-- Auszuführende Aufgabe 1 --
Zitieren Sie aus dem Auszug wörtlich den Abschnitt von „Alle waren übrigens“ bis einschließlich „misshandelt zu haben.“.
-- Auszuführende Aufgabe 2 --
Prüfen Sie anhand des Auszugs, ob die folgenden Aussagen zutreffen, und antworten Sie jeweils mit Ja oder Nein sowie den entscheidenden Worten des Auszugs als wörtliches Zitat: (a) Die Dolmetscherin gab zu, mit der Angeklagten private Dinge besprochen zu haben. (b) Die Verteidigung wollte alle Zeugen hören. (c) Die Tochter des Mandanten war zwei Monate alt.

-- Auszug --
========
Woher soll ich das wissen? In Strafsachen wird meist ab 9.00 Uhr terminiert und dann ist open end. Sowas sollte auch einer Zivilrichterin bekannt sein. - Das wäre meine Lieblingsantwort gewesen. Ich habe es vornehmer ausgedrückt.

Mittwoch, 17. Dezember 2008

Dolmetscherin kriegt jetzt auch Mecker vom Staatsanwalt

Die Dolmetscherin im Bulgari-Verfahren wird langsam aber sicher zum Dauerbrenner.

Gestern vormittag tuschelte sie mit einer Angeklagten auf Bulgarisch. Es machte nicht den Eindruck, als handelte es sich um Übersetz(t)ertätigkeiten.

Der gegenübersitzende Oberstaatsanwalt sah sich die Sache eine Weile an und fragte dann zielstrebig, was da geredet würde. Kleinlaut musste die Dolmetscherin einräumen, dass sie nicht gedolmetscht, sondern private Dinge mit der Angeklagten besprochen hatte.

Das nahmen sowohl Staatsanwaltschaft wie auch Gericht zum Anlass, sie mit einigen deutlichen Worten darauf hinzuweisen, dass dies nicht ihre Aufgabe sei.

Von der Hybris, mit der sie ansonsten der Kritik der Verteidiger zu begegnen pflegte, war nichts mehr übrig geblieben. Der Kreis der Kritiker hat sich damit geschlossen. Nach Verteidigung und Nebenklage jetzt auch Staatsanwaltschaft und Gericht. Schön, wenn in einem streitigen Verfahren mal so viel Einigkeit herrscht.

Dienstag, 16. Dezember 2008

Anlagebetrug - da müssen sie meine Frau fragen

Es geht nun schon seit mehr als einem Dutzend Verhandlungstage darum, ob die Angeklagten Anleger um deren Ersparnisse betrogen haben oder nicht. Die Staatsanwaltschaft wollte alle Zeugen hören. Heute ging es los.
Meist waren es Ehepaare, die berichten sollten, wer ihnen wann was als Anlagestartegie empfohlen hatte. Fast schon stereotyp kam von den Herren die Aussage: "Das weiß ich nicht. Da müssen Sie meine Frau fragen." In dem meisten Haushalten scheinen also die Damen die Finanzminister zu sein. Die Herren wiederum scheinen es ihren Frauen nicht übelgenommen zu haben, dass das Geld am Ende nicht mehr da war.
Alle waren übrigens noch miteinander verheiratet. Es gibt sie noch, die liebe Liebe.

Montag, 15. Dezember 2008

Suggestivfragen einer Pflegemutter

Im Rahmen eines Schwurgerichtsverfahrens geht es um den Vorwurf des versuchten Totschlags. Meinem Mandanten wird vorgeworfen, seine 2 Monate alte Tochter körperlich misshandelt zu haben.
========
-- Natürlichsprachliche Bereichsbeschreibungen --

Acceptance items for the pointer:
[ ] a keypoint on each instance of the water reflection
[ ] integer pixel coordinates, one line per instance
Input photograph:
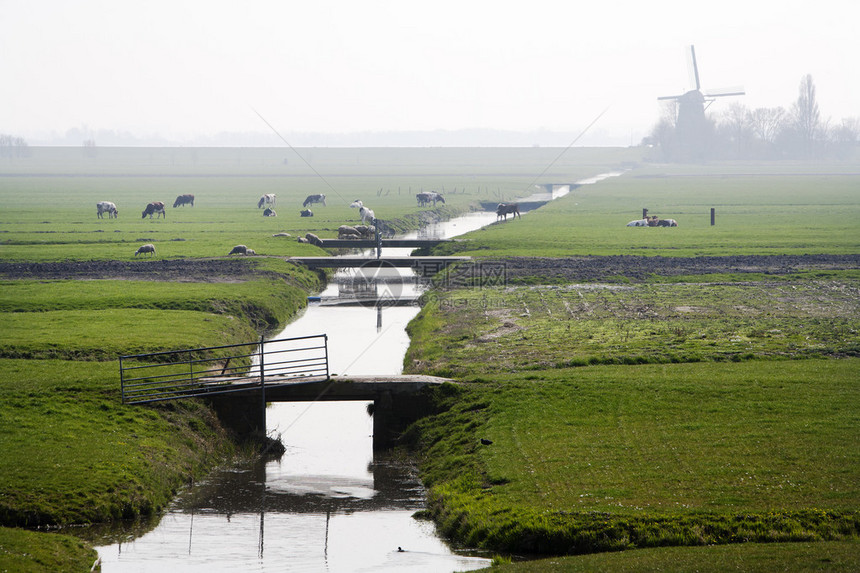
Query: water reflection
(328, 505)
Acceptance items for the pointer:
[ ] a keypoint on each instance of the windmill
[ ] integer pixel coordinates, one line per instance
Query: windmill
(692, 128)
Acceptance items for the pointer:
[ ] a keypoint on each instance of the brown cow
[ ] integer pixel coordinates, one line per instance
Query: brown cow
(154, 208)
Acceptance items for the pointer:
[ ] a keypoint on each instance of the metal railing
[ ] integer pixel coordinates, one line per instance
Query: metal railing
(174, 374)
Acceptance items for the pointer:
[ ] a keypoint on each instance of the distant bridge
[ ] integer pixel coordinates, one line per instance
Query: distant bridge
(423, 266)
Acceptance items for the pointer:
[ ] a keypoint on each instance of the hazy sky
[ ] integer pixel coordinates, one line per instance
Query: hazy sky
(179, 68)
========
-- Ergebnis der Aufgabe 1 --
Alle waren übrigens noch miteinander verheiratet. Es gibt sie noch, die liebe Liebe.

Montag, 15. Dezember 2008

Suggestivfragen einer Pflegemutter

Im Rahmen eines Schwurgerichtsverfahrens geht es um den Vorwurf des versuchten Totschlags. Meinem Mandanten wird vorgeworfen, seine 2 Monate alte Tochter körperlich misshandelt zu haben.

-- Ergebnis der Aufgabe 2 --
(a) Ja: „Kleinlaut musste die Dolmetscherin einräumen, dass sie nicht gedolmetscht, sondern private Dinge mit der Angeklagten besprochen hatte.“
(b) Nein: „Die Staatsanwaltschaft wollte alle Zeugen hören.“
(c) Ja: „Meinem Mandanten wird vorgeworfen, seine 2 Monate alte Tochter körperlich misshandelt zu haben.“